Pick up the passage below on Pauling's theory of antibody structure and continue it from the point where it stops.

══ Excerpt

Whatever tied Astbury's long-chain molecular yarn to Bernal's globular jellyfish remained
a mystery. Were these two radically different structures? Or were long chains somehow
folded into globular proteins? If all proteins were, at heart, long-chain molecules,
how did they become arranged into the compact, highly specific forms taken by enzymes,
hemoglobin, and the other globular proteins?
Pauling took on the problem using antibodies as his tools. In July 1939, Landsteiner
published a note in Science linking Pauling's and Mirsky's theory of protein structure – with its emphasis on
long chains held in specific shapes by hydrogen bonds – with his own ideas about antibody
formation. Perhaps, he wrote, antibodies were all the same basic molecule, simply
folded in different ways to make them specific for certain targets.
Pauling had been thinking along the same lines. The chemical evidence still pointed,
ever more strongly, toward the central importance of long chains. The physical evidence
pointed toward a relatively dense, tight-knit structure for globular proteins, including
antibodies. What if, Pauling reasoned, antibodies were secreted from antibody-producing
cells as long filaments, chains of amino acids, that came into contact with a target
substance, a virus or the wall of a bacterium or some other unwanted invader in the
body. What if the loose end of the antibody formed itself in some complementary way
to the structure of some part of the invader, like wet clay pushed against a coin?
The two complementary structures might then stick to one another, held by a variety
of weak forces that could come into play when atoms got very close to one another.

════
══ Data to examine

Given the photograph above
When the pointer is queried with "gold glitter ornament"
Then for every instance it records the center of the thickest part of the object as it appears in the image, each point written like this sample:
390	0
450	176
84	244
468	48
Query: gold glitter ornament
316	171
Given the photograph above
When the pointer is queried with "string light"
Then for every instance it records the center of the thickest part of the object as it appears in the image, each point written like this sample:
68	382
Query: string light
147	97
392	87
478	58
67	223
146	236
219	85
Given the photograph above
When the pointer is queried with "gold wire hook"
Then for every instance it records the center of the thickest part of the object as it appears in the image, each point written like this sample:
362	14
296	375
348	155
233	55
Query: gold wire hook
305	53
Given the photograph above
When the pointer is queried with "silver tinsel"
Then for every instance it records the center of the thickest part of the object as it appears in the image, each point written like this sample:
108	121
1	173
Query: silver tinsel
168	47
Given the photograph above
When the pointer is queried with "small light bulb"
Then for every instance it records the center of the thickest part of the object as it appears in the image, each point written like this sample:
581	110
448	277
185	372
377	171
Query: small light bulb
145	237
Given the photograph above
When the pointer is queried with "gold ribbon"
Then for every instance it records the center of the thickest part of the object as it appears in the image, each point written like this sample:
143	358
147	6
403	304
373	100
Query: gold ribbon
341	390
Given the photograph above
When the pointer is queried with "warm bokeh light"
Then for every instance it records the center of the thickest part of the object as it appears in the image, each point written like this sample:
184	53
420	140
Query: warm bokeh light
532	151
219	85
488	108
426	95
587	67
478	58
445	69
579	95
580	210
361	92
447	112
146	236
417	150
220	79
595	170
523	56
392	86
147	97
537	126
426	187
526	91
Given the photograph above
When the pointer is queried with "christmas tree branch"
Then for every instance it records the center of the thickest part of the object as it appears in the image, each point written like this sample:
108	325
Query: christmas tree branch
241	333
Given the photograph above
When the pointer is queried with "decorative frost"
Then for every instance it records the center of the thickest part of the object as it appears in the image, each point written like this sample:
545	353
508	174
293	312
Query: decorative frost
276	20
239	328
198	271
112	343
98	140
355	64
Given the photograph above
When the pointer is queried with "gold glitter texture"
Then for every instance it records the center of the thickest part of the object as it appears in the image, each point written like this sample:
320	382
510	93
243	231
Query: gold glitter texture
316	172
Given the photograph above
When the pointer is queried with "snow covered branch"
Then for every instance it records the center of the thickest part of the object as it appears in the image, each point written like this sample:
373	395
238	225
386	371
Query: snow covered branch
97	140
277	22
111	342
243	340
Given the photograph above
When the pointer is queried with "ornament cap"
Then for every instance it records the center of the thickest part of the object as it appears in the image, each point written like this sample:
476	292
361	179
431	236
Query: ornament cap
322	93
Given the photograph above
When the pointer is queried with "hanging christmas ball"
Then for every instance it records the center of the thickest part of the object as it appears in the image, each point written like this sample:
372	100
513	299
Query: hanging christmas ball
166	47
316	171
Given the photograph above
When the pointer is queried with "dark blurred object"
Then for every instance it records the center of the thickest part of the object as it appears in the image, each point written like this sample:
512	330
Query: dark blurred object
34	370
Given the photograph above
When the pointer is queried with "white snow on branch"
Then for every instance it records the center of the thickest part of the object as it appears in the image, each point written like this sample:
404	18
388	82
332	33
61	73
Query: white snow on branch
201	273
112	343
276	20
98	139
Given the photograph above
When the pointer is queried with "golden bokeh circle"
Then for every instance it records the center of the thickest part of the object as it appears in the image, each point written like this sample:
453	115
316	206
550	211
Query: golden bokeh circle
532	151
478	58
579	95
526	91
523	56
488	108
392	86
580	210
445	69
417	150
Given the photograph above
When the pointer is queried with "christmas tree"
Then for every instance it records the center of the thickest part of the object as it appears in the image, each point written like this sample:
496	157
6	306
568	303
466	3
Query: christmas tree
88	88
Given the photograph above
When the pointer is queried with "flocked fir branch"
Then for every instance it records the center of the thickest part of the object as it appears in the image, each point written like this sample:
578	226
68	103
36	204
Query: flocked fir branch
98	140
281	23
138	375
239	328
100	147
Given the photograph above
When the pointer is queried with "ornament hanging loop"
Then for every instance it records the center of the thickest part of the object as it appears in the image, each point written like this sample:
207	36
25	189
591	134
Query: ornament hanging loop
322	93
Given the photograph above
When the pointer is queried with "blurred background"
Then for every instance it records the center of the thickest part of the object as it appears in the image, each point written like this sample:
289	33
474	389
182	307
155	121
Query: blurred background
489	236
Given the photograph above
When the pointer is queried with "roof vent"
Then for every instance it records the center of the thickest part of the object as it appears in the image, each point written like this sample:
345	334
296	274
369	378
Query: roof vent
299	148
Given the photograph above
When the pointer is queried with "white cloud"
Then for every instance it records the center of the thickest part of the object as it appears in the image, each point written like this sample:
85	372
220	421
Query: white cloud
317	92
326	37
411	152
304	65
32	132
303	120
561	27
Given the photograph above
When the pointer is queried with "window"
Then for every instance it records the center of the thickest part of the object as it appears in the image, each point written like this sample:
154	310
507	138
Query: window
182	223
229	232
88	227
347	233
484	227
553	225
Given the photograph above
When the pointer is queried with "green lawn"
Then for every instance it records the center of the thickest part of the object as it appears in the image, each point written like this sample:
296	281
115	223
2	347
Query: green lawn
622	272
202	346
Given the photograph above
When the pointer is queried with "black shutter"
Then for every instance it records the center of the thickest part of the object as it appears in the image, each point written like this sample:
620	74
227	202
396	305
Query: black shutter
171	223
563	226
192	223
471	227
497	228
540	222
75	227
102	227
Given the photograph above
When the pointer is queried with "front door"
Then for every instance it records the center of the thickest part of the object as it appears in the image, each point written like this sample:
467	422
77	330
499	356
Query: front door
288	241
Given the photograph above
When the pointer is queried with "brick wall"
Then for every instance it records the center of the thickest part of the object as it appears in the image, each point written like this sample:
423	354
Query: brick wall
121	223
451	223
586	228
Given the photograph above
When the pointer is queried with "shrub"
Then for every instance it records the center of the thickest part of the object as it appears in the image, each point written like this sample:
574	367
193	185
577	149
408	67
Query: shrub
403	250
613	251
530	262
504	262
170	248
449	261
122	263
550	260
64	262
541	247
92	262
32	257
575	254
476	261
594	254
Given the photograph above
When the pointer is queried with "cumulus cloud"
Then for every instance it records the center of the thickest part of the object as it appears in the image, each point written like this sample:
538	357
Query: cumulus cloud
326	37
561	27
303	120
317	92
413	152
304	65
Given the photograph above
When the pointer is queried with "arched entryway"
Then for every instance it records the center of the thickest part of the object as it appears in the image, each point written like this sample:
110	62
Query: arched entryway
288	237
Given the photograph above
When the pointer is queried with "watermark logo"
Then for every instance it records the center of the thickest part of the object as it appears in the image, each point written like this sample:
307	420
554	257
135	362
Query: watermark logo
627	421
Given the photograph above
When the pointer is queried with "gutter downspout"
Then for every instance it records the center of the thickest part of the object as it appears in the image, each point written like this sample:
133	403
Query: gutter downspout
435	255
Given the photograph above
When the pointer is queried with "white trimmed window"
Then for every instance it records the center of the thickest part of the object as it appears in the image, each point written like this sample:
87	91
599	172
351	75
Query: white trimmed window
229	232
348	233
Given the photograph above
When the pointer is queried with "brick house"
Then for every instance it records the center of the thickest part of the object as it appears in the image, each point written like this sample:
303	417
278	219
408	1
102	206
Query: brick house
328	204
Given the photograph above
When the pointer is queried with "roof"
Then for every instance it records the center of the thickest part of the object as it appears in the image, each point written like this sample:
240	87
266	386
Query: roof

════

■ Response to the exercise:
Once that happened, the middle part of the antibody molecule might then fold on itself,
like a stack of pancakes, creating the characteristic density of a globular protein.
The back end of the antibody molecule, in this model, would be free to shape itself
to another invader, making antibodies two-armed, and explaining how they were able
to attack and clump target substances into a mass.
The model fit a great deal of data. It was simple and clean. Pauling wrote it up and
sent what he hoped would be a landmark paper on antibody formation to the Journal of the American Chemical Society in the summer of 1940. "What is the simplest structure which can be suggested . .
. for a molecule with the properties observed for antibodies, and what is the simplest
reasonable process of formation for such a molecule?" he asked at the beginning. Then
he elegantly and persuasively put forward his ideas.
His paper made a great stir. It was another demonstration of the power of applying
chemical ideas to biology. It was a new vindication of Weaver's approach, which he
was now calling "molecular biology."
It was only later that it was proven completely wrong.